[EXCERPT — start]
Transportation agencies could go one step further and add COVID-19-related questions to travel diary surveys. These questions could ask respondents about their reasons for not traveling that day and why they chose one mode instead of another. Questions could also focus on deliveries to help quantify the shift (if any) to online shopping or grocery delivery. These questions will allow agencies to later quantify the impact of COVID-19 on travel behaviors.

Apart from updating survey instruments, transportation agencies can also stay ahead of changes by monitoring key federal surveys like the census and the National Health Interview Survey. These federal surveys will likely employ best practices as surveys evolve and adapt to the presence of COVID-19 in communities.

Similarly, surveys that require in-field interviews, meetings, or focus groups will require different actions given the increased risk for person-to-person transmission in these settings. To that end, transportation agencies can take proactive steps by consulting guidance from the Centers for Disease Control and modifying their practices accordingly.

Overall, the steps an agency would take to mitigate the effects of COVID-19 in many ways mirror contingency planning protocols for natural disasters or other events. In both cases, surveys must anticipate and plan for the unexpected and adapt accordingly.

Transportation agencies can play an important role during broader public responses to COVID-19

While the bulk of the effort of responding to COVID-19 will fall to regional health agencies, hospitals, and care facilities, transportation agencies can still prepare for and support the overall response.

In the case of a localized outbreak, transportation agencies can anticipate and plan for major disruptions to airports and the local transit system.

That said, there are still many unknowns about what the effects of such outbreaks will be on individual travel choices. Even Lyft and Uber appear to disagree over whether COVID-19 will result in more or fewer trips by individuals using their ride-hailing services.

Despite these uncertainties, transportation agencies can also prepare for and support access planning for medical centers and other locations likely to see an influx of travelers during a COVID-19 outbreak.

Supportive efforts in these cases could include additional signage or shuttle bus services; planning would mirror event access planning, though the durations may exceed short-term events depending on how long the outbreak lasts.
[EXCERPT — finish]
**YOUR GOAL**
Extend the passage on transportation agencies and COVID-19 with a few more paragraphs that pick up after its final sentence.
[GIVEN ENTRIES — start]
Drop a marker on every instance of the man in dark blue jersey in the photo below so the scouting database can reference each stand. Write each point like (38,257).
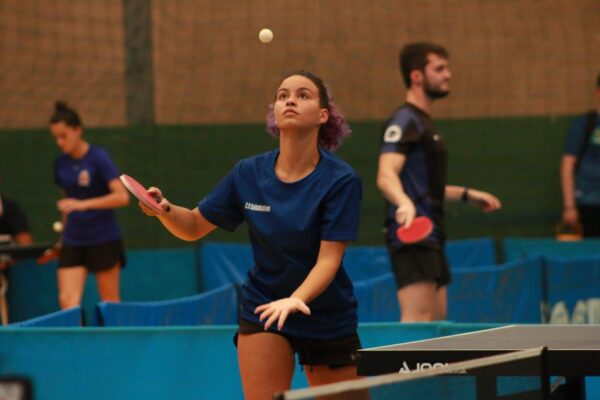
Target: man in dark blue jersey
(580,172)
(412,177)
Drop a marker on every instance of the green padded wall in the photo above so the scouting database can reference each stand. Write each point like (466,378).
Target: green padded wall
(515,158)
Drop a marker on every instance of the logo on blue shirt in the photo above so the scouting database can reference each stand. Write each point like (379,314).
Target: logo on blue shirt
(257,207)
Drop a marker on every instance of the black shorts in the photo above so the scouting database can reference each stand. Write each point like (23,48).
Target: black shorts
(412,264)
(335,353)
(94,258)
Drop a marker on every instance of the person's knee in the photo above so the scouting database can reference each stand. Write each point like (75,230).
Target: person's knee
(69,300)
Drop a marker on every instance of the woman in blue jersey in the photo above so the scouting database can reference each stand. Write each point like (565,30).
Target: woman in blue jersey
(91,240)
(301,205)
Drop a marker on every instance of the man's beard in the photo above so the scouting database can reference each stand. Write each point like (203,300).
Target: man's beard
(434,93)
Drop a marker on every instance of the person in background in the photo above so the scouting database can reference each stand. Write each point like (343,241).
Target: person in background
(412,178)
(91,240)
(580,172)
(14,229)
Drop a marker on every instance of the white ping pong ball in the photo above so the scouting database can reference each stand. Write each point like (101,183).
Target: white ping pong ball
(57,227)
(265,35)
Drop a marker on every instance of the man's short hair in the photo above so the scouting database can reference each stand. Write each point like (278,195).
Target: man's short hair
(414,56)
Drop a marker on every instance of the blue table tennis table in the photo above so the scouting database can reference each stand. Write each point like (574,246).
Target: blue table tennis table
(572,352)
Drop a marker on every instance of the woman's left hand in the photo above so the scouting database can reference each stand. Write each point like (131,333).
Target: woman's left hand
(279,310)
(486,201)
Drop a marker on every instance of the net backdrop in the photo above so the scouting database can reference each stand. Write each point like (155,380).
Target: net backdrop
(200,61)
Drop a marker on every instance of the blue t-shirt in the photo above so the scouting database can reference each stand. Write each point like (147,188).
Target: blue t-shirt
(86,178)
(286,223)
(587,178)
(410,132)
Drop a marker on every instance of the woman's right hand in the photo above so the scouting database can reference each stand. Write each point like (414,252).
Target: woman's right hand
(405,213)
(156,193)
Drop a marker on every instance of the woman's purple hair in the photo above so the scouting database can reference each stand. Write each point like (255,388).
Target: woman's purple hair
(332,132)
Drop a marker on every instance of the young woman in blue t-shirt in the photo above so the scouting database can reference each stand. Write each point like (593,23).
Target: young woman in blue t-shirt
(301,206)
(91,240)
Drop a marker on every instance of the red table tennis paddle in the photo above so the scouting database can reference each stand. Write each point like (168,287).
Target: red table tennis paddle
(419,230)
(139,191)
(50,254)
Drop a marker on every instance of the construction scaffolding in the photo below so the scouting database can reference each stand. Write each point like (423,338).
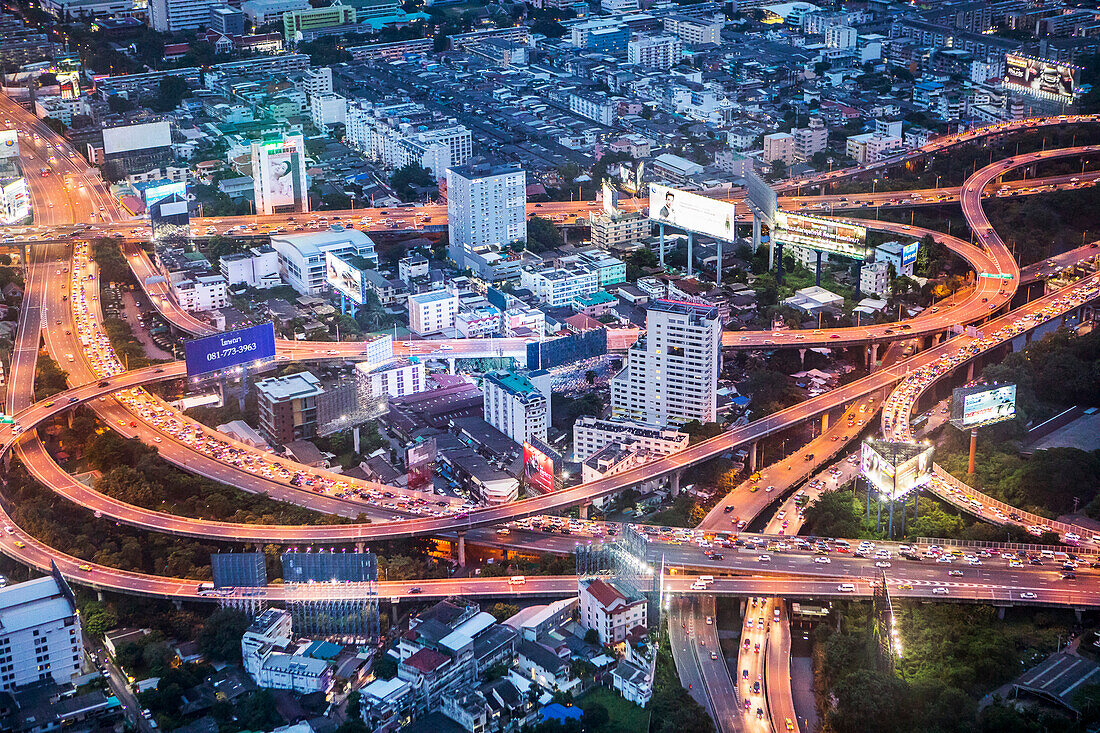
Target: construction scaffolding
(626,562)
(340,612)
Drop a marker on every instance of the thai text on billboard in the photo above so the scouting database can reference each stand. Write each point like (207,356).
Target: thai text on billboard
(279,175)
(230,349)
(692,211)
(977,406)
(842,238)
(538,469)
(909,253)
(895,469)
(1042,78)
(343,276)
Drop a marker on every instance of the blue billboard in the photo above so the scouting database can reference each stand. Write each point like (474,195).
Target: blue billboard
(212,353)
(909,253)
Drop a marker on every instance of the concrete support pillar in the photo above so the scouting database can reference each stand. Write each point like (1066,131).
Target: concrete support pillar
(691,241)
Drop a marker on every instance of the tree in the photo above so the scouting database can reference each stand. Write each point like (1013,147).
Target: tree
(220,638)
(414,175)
[GIVEN ENTRIES — finish]
**ANSWER SECTION**
Finally, in the event of continued community spread of COVID-19, data on people’s movements and travel will also take on newfound importance as part of contact tracing efforts for those affected. Transportation agencies can support these efforts by making sure traffic count, toll, and transit data are all up to date and accessible in the event they are needed.

COVID-19 requires agile, outside-the-box thinking

In just two months, COVID-19 went from a disease no one had ever heard of to an emergent public health threat necessitating sometimes drastic government-led efforts to contain it.

Transportation agencies should manage these risks by adopting individualized contingency plans that include go/no-go recommendations for travel survey research programs not yet underway.

As a partner to many transportation agencies grappling with these questions and unknowns, RSG stands ready to provide timely, high-level travel information for areas affected by COVID-19.

By leveraging our passively collected location-based services data engine, we are monitoring key travel markets across the United States each day. These data can be segmented by trip purpose and be used to inform survey data collection period decisions in the event a systemic drop off or reduction in travel is observed in a region affected by COVID-19.

By asking these questions now, transportation agencies can also begin taking appropriate actions to preserve the representativeness of the data they’re collecting while developing a framework to support current and future preparedness efforts.